A female patient who says she was sexually assaulted by her surgeon as she came out of general anesthesia at a Temecula hospital described her ordeal Monday, when her attorneys announced their third lawsuit connected to the doctor.
The civil suit claims that Dr. John Francis McGuire — already facing 26 felony counts in connection with multiple sex assault allegations against him — sexually assaulted plaintiff “Jane Roe No. 5” after she received a thyroidectomy at Temecula Valley Hospital in April 2015.
When she went to the bathroom after awakening post-surgery, the plaintiff felt evidence that she had been sexually assaulted while unconscious, according to a news release from her attorneys, John Mittelman and Jeffrey Milman.
In the weeks and months after the incident, the Murrieta woman said she struggled to come to terms with what had happened. Family and friends told her they believed McGuire had assaulted other patients.
“I did not want to believe that — a doctor, a doctor? Someone who you trust?” she told KTLA. “I just didn’t believe it. I tried to get over it myself.”
An “emotional wreck,” she finally decided to go to police, she said.
McGuire, 44, was arrested by Temecula police in August and is being held on $3 million bail at the Southwest Detention Center in Murrieta, according to inmate records.

....

Carry on the news report about the lawsuits against Dr. McGuire from its last sentence. The data that comes next is separate from this news report.

....

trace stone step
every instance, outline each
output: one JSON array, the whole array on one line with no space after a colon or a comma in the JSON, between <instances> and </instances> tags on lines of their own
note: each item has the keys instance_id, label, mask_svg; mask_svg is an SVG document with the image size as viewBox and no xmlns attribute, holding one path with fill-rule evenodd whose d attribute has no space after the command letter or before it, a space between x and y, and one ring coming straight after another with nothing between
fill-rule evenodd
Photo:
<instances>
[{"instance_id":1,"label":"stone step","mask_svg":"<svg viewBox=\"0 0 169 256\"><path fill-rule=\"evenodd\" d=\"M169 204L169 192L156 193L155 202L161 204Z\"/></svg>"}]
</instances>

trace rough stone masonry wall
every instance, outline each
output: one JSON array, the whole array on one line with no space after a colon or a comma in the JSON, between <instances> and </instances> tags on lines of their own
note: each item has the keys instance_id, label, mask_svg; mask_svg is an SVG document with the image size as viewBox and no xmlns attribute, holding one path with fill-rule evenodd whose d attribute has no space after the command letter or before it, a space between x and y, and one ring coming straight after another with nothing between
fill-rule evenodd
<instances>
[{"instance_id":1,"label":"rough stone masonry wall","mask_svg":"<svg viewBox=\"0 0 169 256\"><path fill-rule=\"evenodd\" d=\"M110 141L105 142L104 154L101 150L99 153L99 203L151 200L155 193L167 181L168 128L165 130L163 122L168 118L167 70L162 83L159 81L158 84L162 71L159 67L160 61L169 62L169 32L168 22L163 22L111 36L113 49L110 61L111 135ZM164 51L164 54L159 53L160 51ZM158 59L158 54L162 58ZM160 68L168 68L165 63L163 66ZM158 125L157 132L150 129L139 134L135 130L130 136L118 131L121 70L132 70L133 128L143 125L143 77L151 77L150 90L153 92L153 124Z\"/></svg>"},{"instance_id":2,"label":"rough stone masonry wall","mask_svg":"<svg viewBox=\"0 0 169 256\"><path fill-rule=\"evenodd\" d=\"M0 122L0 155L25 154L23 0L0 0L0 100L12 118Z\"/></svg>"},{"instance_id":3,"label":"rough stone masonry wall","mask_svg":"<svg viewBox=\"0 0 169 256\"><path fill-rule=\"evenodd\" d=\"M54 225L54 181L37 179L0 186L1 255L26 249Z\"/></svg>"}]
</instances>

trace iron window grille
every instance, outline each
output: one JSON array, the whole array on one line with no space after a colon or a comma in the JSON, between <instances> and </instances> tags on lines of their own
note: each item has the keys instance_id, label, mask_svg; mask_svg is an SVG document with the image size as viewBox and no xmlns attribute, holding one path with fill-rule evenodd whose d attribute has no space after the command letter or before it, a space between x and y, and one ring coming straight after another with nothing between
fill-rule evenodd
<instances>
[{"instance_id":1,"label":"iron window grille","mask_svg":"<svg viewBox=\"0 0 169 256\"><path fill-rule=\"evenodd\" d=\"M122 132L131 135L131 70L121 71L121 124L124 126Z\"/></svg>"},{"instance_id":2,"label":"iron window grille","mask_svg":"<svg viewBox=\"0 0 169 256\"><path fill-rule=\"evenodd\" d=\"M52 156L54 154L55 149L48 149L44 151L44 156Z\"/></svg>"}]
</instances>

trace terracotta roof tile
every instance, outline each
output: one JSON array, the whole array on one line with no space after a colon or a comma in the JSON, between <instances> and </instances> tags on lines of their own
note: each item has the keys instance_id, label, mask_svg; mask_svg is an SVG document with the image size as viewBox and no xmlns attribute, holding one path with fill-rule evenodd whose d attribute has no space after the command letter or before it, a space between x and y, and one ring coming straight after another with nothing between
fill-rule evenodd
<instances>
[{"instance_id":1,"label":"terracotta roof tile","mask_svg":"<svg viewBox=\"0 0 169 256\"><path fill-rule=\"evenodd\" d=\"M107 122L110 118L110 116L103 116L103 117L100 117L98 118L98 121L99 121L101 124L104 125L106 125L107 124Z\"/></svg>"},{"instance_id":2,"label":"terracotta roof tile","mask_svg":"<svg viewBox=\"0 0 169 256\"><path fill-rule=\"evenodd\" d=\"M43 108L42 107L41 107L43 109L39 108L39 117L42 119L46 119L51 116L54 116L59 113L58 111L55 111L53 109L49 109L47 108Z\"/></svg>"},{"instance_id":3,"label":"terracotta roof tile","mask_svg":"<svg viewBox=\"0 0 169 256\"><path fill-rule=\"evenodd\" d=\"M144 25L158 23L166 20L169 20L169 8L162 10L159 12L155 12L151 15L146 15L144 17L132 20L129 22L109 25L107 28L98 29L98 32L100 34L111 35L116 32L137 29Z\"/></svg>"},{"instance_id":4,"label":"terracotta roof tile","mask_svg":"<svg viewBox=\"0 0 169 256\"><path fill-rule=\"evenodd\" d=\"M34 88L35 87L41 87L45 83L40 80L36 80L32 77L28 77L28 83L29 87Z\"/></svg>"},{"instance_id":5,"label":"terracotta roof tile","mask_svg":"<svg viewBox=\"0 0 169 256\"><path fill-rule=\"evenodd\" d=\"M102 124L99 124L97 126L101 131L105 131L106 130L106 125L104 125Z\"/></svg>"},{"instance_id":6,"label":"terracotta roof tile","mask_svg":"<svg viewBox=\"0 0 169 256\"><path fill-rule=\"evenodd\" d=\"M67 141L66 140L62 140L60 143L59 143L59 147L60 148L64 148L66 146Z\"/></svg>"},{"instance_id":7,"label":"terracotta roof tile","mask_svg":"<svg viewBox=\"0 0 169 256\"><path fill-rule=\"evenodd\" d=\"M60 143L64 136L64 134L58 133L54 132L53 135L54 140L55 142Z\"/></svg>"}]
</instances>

....

Response below -
The criminal charges against him are for alleged sexual assaults of five victims, according to the complaint against him. He is due in court in Murrieta Friday for a felony settlement conference, a spokesman for the Riverside County District Attorney’s Office said.
The civil lawsuit, filed in Riverside County Superior Court March 28 on behalf of “Jane Roe No. 5,” alleges that — in addition to the sexual assault — McGuire went to the plaintiff’s private recovery room alone three times, twice touching the patient’s genitals under the pretense of examining a rash in her vaginal area.
“After the first time, I knew there was no rash. I knew something was not right,” the plaintiff told KTLA. “The morning he came in to discharge me, he asked me one more time. I told him … ‘There is no rash, I checked.’ He was kind of startled, and set aback.”
McGuire was an ear, nose and throat doctor. His license was suspended in September, state medical board records show.
His former partner, Dr. Michael Forrester, is also a defendant in the civil lawsuit. McGuire practiced in Murrieta, Temecula, Fallbrook and Escondido, according to the lawsuit.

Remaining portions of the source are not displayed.